_Exercise objective_: The records below must be retyped exactly.

=== Section Start ===

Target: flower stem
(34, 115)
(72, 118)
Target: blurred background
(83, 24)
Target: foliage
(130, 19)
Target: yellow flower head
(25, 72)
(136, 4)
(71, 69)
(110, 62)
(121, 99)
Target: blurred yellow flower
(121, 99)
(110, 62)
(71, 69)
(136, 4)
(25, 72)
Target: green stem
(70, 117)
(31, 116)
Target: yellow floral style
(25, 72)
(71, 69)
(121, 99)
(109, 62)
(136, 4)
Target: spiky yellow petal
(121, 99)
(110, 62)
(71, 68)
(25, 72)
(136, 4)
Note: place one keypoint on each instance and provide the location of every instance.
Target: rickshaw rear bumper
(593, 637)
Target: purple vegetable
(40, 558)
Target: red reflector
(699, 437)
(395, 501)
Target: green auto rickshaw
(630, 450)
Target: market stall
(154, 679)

=== Section End ===

_Solved exercise_:
Target: flower stem
(34, 115)
(72, 118)
Target: blurred background
(83, 24)
Target: foliage
(130, 19)
Target: yellow flower head
(25, 72)
(136, 4)
(71, 69)
(110, 62)
(121, 99)
Target: blurred yellow flower
(121, 99)
(110, 62)
(71, 69)
(136, 4)
(25, 72)
Target: green stem
(70, 117)
(31, 116)
Target: yellow floral style
(25, 72)
(71, 69)
(121, 99)
(109, 62)
(136, 4)
Target: spiky yellow petal
(121, 99)
(110, 62)
(71, 68)
(25, 72)
(136, 4)
Note: place one keypoint on each instance and provide the location of every instance.
Target: rickshaw rear bumper
(593, 637)
Target: purple vegetable
(40, 558)
Target: red reflector
(699, 437)
(395, 501)
Target: green auto rickshaw
(630, 450)
Target: market stall
(154, 679)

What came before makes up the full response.